◆ READING TEXT:
==*==

Josh Reviews Star Trek Beyond!
For the 25th anniversary of Star Trek back in 1991, we were blessed with the minor miracle that was Star Trek VI: The Undiscovered Country. That film remains one of my very favorite Trek anythings, from all the many TV shows and movies. It’s a gorgeous film, surprising dark yet rich with character, and one that does what Star Trek does so well: telling an exciting sci-fi story that has profound relevance to the modern day. As befits a film released during the franchise’s 25th anniversary year, the film pays homage to the entire history of Star Trek to that point, deftly connecting the dots between the classic Trek crew and that of The Next Generation, set more than seventy years later. Most impressively of all, as I have written about before, Star Trek VI is that rarest of things in pop culture: a satisfying, definitive conclusion to a long-running, popular series.
Star Trek Beyond, released twenty-five years later during the franchise’s (hard-to-be-believed) fiftieth anniversary, is not Star Trek VI. It lacks that film’s sophistication and intelligence, nor does it feel like any sort of encompassing statement about the franchise as a whole.
But that being said, Star Trek Beyond is a heck of a lot of fun, and a worthy sequel to J.J. Abrams’ 2009 Star Trek reboot. Thankfully, Beyond allows one to entirely forget about the horrendous, indefensible Star Trek Into Darkness. Just imagine that the Enterprise started its 5 year mission at the end of 2009’s Star Trek, and you can skip Into Darkness and cut right to Beyond’s opening, set more than two years into the deep-space mission.

==*==

◆ RECORD EXTRACTS:
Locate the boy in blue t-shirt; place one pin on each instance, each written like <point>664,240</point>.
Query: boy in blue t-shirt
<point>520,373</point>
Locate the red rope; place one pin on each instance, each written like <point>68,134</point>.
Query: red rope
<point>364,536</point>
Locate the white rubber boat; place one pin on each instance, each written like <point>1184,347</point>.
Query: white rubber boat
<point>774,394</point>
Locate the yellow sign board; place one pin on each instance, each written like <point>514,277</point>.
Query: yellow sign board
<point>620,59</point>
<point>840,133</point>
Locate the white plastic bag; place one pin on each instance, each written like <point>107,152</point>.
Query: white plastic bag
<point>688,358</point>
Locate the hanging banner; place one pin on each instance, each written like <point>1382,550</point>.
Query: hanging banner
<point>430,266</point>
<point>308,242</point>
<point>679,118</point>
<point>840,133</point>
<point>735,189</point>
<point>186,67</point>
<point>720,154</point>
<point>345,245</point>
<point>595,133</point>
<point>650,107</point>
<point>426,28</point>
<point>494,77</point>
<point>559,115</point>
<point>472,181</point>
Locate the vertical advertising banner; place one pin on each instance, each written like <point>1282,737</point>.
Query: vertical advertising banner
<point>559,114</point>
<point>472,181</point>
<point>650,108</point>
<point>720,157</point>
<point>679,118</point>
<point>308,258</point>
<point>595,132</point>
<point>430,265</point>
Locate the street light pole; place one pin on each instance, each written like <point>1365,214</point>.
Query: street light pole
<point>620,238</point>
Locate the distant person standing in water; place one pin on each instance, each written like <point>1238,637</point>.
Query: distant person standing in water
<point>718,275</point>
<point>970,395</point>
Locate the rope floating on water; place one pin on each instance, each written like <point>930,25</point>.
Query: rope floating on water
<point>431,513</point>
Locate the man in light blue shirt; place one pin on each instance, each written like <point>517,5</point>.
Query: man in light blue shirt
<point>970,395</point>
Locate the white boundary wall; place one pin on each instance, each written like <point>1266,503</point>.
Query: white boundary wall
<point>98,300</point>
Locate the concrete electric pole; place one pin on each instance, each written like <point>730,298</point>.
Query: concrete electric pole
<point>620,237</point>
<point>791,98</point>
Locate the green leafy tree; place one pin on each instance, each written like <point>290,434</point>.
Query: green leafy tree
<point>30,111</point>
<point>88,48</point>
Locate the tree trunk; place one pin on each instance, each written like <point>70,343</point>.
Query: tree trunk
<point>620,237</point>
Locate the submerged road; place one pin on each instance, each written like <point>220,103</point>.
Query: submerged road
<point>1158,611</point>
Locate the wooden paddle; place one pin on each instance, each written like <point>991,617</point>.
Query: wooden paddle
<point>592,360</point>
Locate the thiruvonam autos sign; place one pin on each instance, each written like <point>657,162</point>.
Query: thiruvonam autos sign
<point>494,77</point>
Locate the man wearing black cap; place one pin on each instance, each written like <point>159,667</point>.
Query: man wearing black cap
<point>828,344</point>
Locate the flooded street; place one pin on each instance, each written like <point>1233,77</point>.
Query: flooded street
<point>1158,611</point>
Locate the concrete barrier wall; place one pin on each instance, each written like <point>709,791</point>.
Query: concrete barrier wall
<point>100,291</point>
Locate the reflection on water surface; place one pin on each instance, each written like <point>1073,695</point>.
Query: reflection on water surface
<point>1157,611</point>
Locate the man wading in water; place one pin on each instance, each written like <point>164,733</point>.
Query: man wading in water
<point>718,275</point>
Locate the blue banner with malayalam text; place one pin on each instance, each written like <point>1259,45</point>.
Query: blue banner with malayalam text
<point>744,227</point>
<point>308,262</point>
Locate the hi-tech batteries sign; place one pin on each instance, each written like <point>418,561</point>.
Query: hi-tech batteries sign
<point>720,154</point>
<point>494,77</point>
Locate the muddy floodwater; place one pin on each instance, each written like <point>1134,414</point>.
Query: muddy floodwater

==*==

◆ WORK TO COMPLETE:
- 1) From the Star Trek Beyond review, reproduce the passage from "But that being" to "the deep-space mission.".
- 2) Continue the Star Trek Beyond review from the point where it stops.

◆ ANSWERS FOR THE TASKS:
- 1)
But that being said, Star Trek Beyond is a heck of a lot of fun, and a worthy sequel to J.J. Abrams’ 2009 Star Trek reboot. Thankfully, Beyond allows one to entirely forget about the horrendous, indefensible Star Trek Into Darkness. Just imagine that the Enterprise started its 5 year mission at the end of 2009’s Star Trek, and you can skip Into Darkness and cut right to Beyond’s opening, set more than two years into the deep-space mission.

- 2)
As the film begins, we see that Captain Kirk is beset by ennui as the monotony of the ship’s years-long mission into unexplored space has begun to set in. Just as Kirk is beginning to doubt himself and his chosen path of captaining a starship, the Enterprise runs afoul of a vicious swarm of alien ships that decimates the ship and leaves her crew scattered on a hostile alien planet. The separated Enterprise crewmembers must find a way to survive and reunite, while attempting to stop the devious plans of the alien leader, Krall (Idris Elba).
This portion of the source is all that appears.